### SELECTED PASSAGE
════════════════
Preprocessors

Use the following preprocessors to clean up your documents before extracting structured data. Preprocessors execute in the order you define them in an array.

Preprocessor	Image	Notes
Deskew		Corrects the alignment of documents that are skewed, for example as a result of being photographed at an angle instead of straight on.
Ligature		Intelligently replaces Unicode ligatures with alphanumeric characters in a text extraction.
Merge Lines		Corrects oversplit lines.
Multicolumn		Recognize multi-column formats
NLP		Advanced prompt configuration for each large language model (LLM)-based method in a config.
OCR		Selectively OCRs pages in documents containing a mix of digitally generated text and text images (such as scanned text). If the whole PDF is a scan, you don't need to configure this preprocessor.
Page Range		Ignores pages outside the start page and end page.
Remove Header		Removes repeating elements at the top of the page. Ignores header elements that overlap with the page's main body.
════════════════
### INPUT DATA
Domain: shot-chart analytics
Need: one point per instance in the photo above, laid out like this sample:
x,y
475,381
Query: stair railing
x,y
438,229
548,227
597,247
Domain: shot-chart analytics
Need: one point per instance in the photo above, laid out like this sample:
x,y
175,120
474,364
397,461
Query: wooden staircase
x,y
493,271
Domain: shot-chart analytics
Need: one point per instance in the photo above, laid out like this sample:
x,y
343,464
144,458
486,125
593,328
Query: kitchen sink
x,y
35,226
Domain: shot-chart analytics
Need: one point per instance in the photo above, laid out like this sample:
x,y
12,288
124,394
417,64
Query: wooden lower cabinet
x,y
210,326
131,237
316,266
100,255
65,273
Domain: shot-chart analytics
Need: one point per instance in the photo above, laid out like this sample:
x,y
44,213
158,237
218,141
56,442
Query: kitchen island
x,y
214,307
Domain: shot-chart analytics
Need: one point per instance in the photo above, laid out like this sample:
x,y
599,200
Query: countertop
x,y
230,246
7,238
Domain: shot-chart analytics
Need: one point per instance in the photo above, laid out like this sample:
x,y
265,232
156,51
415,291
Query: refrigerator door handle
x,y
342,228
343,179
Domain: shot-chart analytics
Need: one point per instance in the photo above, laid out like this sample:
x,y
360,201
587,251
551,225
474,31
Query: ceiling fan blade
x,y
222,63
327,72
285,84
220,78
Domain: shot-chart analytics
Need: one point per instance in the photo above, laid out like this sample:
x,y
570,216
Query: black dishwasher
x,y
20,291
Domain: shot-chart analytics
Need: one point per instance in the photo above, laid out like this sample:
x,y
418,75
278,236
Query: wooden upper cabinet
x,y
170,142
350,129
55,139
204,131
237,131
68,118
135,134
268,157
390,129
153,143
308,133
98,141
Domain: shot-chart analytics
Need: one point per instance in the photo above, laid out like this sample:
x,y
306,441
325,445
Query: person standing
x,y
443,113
════════════════
### WHAT TO PRODUCE
Check each statement against the preprocessors text and answer yes or no, quoting the words that decide it. (a) Preprocessors run in the order they are defined in an array. (b) The OCR preprocessor must be configured when the whole PDF is a scan. (c) Remove Header also removes header elements that overlap with the page's main body.

### ANSWER TO THE EXERCISE
(a) Yes: "Preprocessors execute in the order you define them in an array."
(b) No: "If the whole PDF is a scan, you don't need to configure this preprocessor."
(c) No: "Ignores header elements that overlap with the page's main body."